(Point labeling dataset excerpts)
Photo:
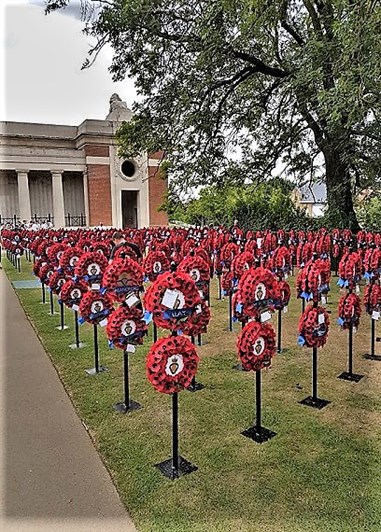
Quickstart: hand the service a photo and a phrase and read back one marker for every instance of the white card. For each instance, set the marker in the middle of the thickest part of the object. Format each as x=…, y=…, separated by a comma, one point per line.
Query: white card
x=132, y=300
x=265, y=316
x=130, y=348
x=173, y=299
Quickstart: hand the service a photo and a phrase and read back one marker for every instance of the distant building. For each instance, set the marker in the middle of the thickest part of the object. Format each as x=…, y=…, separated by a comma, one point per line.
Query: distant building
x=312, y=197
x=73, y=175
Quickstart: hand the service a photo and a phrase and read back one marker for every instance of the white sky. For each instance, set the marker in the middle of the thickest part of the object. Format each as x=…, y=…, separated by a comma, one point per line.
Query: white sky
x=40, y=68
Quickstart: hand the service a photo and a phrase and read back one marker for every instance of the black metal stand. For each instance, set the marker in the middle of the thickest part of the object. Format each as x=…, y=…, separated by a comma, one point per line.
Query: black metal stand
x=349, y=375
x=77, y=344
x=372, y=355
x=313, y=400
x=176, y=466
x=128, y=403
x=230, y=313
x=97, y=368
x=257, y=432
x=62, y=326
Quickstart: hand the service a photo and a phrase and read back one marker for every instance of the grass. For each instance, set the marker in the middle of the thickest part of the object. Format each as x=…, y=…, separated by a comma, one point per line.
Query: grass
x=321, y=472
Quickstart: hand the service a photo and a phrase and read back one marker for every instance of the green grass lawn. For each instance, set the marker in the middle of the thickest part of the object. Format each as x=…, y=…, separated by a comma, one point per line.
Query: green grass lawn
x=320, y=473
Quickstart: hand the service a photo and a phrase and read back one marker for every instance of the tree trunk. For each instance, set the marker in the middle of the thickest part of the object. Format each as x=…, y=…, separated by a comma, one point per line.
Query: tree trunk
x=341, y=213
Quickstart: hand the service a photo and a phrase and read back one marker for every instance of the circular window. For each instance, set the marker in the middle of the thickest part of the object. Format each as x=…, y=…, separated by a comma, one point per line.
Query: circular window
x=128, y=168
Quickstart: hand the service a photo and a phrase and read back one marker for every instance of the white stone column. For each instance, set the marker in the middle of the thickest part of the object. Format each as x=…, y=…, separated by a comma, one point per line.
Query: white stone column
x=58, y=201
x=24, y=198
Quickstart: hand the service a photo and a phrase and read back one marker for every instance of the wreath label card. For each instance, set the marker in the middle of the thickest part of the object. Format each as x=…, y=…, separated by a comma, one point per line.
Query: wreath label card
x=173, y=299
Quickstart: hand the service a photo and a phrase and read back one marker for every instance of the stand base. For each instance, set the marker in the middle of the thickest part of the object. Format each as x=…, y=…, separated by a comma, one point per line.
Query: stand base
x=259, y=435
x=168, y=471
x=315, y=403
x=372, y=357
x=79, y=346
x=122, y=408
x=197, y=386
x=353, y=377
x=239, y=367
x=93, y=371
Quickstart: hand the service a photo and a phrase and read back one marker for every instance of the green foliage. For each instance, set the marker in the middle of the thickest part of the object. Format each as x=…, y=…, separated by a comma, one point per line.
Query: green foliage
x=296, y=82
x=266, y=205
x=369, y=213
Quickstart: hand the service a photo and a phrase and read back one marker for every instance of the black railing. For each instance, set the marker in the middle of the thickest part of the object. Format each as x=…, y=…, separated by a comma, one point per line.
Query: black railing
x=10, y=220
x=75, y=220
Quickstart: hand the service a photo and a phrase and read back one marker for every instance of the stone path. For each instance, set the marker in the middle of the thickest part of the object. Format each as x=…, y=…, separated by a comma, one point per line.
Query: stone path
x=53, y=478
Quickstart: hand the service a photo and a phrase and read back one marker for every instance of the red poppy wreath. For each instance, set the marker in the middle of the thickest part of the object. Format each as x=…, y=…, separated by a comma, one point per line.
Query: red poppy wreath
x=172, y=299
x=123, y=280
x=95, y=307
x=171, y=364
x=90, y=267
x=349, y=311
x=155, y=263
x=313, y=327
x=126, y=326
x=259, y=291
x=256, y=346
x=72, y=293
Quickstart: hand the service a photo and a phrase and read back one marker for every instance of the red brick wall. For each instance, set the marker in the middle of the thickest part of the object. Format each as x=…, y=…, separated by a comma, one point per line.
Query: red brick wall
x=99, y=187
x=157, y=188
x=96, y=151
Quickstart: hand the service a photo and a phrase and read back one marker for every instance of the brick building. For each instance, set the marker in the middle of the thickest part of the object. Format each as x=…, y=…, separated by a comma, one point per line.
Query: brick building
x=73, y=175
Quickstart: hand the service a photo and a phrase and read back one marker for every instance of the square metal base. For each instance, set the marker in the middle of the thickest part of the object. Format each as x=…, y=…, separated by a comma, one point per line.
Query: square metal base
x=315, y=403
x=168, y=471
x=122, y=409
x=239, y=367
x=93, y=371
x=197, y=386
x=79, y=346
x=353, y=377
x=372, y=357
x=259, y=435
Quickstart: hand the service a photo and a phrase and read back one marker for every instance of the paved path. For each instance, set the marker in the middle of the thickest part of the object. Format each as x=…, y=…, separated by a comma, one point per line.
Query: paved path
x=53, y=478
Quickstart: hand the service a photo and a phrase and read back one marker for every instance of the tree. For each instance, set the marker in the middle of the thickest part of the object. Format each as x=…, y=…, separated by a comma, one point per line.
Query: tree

*Instructions for the task*. Reproduce the rows starting at the line containing "of the grass." and ending at the line containing "x=321, y=472", and swap every "grass" in them for "turf". Leave everything else unchanged.

*Response to the exercise*.
Quickstart: hand the service a photo and a phrase and read back one marker for every instance of the turf. For each instance, set the marker in the middle of the thickest part of the object. Format each as x=…, y=…, separated by a comma, one point per line.
Query: turf
x=321, y=472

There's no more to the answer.